[Start of Extract provided]

Q4 specialty chemicals EBITDA stood at Rs. 39 crores, against Rs. 46 crores in Q4 of the last fiscal — a 16% reduction — and Rs. 50 crores in the previous quarter, a 22% reduction. The annual EBITDA for specialty chemicals stood at Rs. 177 crores against Rs. 189 crores in the last fiscal, a de-growth of 6.5%. Specialty margins clocked at 30%, a contraction of 6% over the last fiscal. Despite volume increases in both C-PVC and SIOP, a significant reduction in net realization by 22% in C-PVC with no commensurate reduction in PVC input prices resulted in PVC–C-PVC spread contraction.
| Segment: |
Annual EBITDA FY26 |
Annual EBITDA FY25 |
EBITDA Margin FY26 |
| Specialty Chemicals: |
Rs. 177 crores |
Rs. 189 crores |
30% |
| Basic Chemicals: |
Rs. 54 crores |
Rs. 19 crores |
3.5% |
| Total Company: |
Rs. 240 crores |
Rs. 216 crores |
11.2% |
Operational Highlights and Capacity Utilization
FY26 was a record year from a volume perspective, with the company achieving its highest-ever sales volumes in C-PVC, Synthetic Iron Oxide Pigment (SIOP), and Synthetic Rutile. Production and sales volumes across all product segments increased on a year-on-year basis, except PVC, where higher volumes were utilized for captive consumption to support C-PVC production. During the year, DCW added 30,000 tons of capacity to its earlier 20,000-ton C-PVC base, taking total annual capacity to 50,000 tons; the expansion was commissioned on time and within budget. The final 10,000 tons was completed towards end of March. Annual production for C-PVC recorded a 60% increase in volumes and synthetic rutile recorded a 20% increase. Soda ash production for Q4 also recorded the highest number in the past 11 quarters.

[End of Extract provided]

→ Parts of the exercise:
A: Decide whether each statement agrees with the passage on DCW's FY26 results, answering yes or no and quoting the words of the passage that settle it: (i) specialty chemicals posted lower annual EBITDA than in the last fiscal; (ii) PVC sales volumes rose year on year along with the other product segments; (iii) the C-PVC capacity expansion ran over budget.
B: Extend the passage on DCW's FY26 results with the next few sentences, picking up after its final line about soda ash production.

[Start of Given entries]

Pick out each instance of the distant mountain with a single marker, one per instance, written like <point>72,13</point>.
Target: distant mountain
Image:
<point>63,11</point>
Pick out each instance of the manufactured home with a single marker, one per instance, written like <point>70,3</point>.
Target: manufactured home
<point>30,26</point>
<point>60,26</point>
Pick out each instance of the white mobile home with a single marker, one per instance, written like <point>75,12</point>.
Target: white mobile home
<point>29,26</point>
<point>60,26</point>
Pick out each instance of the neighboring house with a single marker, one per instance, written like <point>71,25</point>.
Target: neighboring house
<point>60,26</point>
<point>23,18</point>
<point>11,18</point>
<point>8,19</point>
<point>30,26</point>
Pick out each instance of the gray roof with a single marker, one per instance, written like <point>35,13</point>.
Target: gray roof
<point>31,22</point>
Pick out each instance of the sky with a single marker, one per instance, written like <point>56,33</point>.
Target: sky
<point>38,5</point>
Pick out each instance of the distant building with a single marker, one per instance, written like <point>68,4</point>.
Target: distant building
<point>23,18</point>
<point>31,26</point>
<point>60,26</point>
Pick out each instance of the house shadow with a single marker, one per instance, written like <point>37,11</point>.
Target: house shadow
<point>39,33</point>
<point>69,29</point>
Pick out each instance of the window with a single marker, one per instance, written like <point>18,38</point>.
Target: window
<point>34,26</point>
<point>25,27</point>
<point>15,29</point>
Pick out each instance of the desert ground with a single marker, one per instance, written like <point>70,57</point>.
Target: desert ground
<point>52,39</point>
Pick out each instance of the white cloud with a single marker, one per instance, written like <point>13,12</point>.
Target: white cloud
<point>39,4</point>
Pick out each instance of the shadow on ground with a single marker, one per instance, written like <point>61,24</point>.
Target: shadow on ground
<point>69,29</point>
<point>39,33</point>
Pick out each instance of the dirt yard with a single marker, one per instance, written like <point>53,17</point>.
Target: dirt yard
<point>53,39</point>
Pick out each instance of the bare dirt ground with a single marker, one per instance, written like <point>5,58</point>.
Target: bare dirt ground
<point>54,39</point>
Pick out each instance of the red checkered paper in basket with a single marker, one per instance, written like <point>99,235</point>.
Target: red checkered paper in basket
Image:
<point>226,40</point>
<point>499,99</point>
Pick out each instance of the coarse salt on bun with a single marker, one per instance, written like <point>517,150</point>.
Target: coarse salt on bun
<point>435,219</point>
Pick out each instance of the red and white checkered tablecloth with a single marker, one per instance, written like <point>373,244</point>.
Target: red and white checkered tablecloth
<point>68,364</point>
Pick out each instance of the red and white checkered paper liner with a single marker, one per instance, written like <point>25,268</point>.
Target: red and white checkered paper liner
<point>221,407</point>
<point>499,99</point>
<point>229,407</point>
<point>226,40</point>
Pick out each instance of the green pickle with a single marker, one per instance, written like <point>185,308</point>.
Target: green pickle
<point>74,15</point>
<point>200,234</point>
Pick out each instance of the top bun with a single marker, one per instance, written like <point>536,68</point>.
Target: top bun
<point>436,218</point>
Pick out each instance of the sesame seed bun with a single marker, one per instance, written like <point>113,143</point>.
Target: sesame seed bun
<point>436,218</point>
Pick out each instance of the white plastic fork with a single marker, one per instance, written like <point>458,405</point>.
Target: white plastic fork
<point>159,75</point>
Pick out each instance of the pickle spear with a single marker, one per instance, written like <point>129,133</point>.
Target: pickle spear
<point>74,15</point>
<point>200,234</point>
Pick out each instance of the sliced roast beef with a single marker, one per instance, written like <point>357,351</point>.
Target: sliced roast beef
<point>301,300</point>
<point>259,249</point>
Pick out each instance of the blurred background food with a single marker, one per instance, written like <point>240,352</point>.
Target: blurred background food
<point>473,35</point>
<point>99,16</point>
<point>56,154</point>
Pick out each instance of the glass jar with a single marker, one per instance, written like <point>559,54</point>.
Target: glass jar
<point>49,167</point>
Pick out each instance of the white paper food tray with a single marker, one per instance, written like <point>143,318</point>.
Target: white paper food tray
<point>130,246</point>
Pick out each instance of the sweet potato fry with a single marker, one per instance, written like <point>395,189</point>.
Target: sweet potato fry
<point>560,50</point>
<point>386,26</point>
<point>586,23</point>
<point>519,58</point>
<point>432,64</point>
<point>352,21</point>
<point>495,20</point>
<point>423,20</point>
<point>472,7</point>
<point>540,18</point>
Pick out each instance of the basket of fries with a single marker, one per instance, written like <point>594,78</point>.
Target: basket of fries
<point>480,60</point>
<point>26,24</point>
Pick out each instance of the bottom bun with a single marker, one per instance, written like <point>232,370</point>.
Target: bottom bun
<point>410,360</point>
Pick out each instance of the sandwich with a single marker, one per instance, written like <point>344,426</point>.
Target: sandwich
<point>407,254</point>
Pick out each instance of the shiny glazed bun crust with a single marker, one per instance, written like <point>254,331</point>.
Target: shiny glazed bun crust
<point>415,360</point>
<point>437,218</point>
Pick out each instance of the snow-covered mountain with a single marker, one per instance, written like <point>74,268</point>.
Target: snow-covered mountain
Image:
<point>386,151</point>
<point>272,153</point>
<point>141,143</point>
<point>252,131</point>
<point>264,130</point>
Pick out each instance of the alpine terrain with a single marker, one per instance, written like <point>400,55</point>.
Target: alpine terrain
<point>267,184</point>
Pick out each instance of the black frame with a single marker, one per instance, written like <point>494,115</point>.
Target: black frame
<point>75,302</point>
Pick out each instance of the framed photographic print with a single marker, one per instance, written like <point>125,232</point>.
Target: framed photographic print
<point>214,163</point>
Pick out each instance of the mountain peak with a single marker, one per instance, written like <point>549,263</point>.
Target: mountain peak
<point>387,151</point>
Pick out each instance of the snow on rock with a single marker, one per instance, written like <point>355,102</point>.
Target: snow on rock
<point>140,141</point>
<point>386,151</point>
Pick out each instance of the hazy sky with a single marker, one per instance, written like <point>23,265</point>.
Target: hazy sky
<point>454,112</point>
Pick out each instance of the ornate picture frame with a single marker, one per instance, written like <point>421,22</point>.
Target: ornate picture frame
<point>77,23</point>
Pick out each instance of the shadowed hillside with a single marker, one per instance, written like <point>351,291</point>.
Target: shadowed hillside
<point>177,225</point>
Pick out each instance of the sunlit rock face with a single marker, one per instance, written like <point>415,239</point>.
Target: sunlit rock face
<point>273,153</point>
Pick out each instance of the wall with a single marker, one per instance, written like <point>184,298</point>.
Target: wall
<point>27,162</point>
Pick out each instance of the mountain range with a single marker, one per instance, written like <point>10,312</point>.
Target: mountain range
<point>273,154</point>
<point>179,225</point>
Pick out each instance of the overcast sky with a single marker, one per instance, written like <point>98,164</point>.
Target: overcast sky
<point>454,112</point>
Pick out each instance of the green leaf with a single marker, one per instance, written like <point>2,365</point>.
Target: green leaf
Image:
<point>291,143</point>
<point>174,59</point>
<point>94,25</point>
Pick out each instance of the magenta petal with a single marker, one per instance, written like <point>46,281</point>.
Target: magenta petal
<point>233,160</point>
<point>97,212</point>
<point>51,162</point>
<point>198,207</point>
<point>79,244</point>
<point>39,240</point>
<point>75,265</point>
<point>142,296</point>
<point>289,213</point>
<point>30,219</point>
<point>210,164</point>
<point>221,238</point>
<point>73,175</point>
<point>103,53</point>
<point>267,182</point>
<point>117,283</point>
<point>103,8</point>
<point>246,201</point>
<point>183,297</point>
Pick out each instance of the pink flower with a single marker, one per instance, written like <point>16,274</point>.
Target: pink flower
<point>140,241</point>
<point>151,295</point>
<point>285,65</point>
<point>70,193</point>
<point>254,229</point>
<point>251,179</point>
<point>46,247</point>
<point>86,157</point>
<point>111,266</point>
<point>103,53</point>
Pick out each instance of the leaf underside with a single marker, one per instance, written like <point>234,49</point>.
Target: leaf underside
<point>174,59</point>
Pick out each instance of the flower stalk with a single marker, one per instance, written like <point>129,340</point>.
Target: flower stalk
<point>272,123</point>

[End of Given entries]

→ Answers to the problems:
A:
(i) Yes: "The annual EBITDA for specialty chemicals stood at Rs. 177 crores against Rs. 189 crores in the last fiscal, a de-growth of 6.5%."
(ii) No: "except PVC, where higher volumes were utilized for captive consumption to support C-PVC production."
(iii) No: "the expansion was commissioned on time and within budget."

B:
Capacity utilization for key products in Q4 FY26 was robust, with C-PVC at 100%, SIOP at 83%, and PVC at 101%. For the full year FY26, capacity utilization was C-PVC at 102%, SIOP at 83%, and PVC at 100%. The company's renewable energy project was commissioned during the year, with estimated power cost savings of around Rs. 23–24 crores, and early results from AI-based process optimization piloted at the soda ash plant in partnership with a Netherlands-based technology company were described as encouraging.
| Product: |
Q4 FY26 Utilization |
FY26 Full Year Utilization |
| C-PVC: |
100% |
102% |
| SIOP: |
83% |
83% |
| PVC: |
101% |
100% |
Balance Sheet and Debt Position
The company repaid Rs. 145 crores of long-term debt during the year and ended FY26 with a net debt-to-EBITDA at 0.3x. Closing gross debt stood at Rs. 276 crores versus Rs. 426 crores a year back — a reduction of Rs. 150 crores due to scheduled term loan repayments. The company did not avail any additional term borrowings during the year, with debt levels at a multi-year low. A healthy cash position including bank FDs was maintained at Rs. 204 crores, resulting in a closing net debt of only Rs. 71 crores. Annual finance cost stood at Rs. 62 crores, down from Rs. 67 crores in the last fiscal, a reduction of 7.5%. Management indicated that scheduled debt repayment for FY27 is Rs. 130 crores, which would make the company net cash positive.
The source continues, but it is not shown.